Minggu, 22 Desember 2024

Penghargaan terhadap Kemanusiaan

Baca Juga

“Mungkin Tuhan mulai bosan melihat tingkah kita yang selalu salah dan bangga dengan dosa-dosa. Atau alam mulai enggan bersahabat dengan kita. Coba kita bertanya pada rumput yang bergoyang…”  [Ebiet G. Ade ]

 

Saat ini, perhatian dan pembicaraan kita lebih banyak tertuju pada beberapa peristiwa besar yang terjadi. Peristiwa-peristiwa tersebut, bukan saja menjadi isu lokalitas melainkan juga menjadi isu nasional dan bahkan internasional. Kasus pengeboman di berbagai tempat di Indonesia, isu terorisme dan berbagai aksi-aksi kekerasan lainnya, yang telah mengakibatkan cukup banyak korban jiwa.

▶ **Bagian Latihan**:
[a] Menurut dokumen tentang penghargaan terhadap kemanusiaan, apa akibat dari kasus pengeboman, isu terorisme, dan berbagai aksi kekerasan lainnya?
[b] Salin ulang dengan persis bagian dokumen tentang penghargaan terhadap kemanusiaan, mulai dari "Saat ini, perhatian" hingga "banyak korban jiwa.".

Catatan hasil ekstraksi
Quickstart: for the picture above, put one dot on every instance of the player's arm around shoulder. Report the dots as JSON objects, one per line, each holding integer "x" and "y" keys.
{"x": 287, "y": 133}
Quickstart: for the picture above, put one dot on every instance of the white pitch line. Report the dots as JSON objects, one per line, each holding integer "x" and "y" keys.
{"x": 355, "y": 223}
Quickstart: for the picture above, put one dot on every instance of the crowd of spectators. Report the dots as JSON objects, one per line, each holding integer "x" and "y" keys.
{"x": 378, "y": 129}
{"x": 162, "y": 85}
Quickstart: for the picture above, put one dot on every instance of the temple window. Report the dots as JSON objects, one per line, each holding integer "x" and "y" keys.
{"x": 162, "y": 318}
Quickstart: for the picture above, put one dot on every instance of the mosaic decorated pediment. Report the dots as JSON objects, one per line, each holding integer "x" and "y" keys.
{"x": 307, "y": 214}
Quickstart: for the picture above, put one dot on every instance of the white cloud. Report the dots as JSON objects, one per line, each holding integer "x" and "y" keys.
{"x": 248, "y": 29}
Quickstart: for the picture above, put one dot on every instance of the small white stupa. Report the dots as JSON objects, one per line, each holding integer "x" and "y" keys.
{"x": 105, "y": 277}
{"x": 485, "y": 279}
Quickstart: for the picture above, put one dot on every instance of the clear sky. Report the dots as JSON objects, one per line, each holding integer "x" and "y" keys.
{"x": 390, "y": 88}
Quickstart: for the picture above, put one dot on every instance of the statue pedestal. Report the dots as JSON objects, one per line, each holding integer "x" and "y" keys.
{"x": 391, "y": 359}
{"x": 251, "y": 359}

▶ **Jawaban Latihan**:
[a] Peristiwa-peristiwa itu telah mengakibatkan cukup banyak korban jiwa.

[b]
Saat ini, perhatian dan pembicaraan kita lebih banyak tertuju pada beberapa peristiwa besar yang terjadi. Peristiwa-peristiwa tersebut, bukan saja menjadi isu lokalitas melainkan juga menjadi isu nasional dan bahkan internasional. Kasus pengeboman di berbagai tempat di Indonesia, isu terorisme dan berbagai aksi-aksi kekerasan lainnya, yang telah mengakibatkan cukup banyak korban jiwa.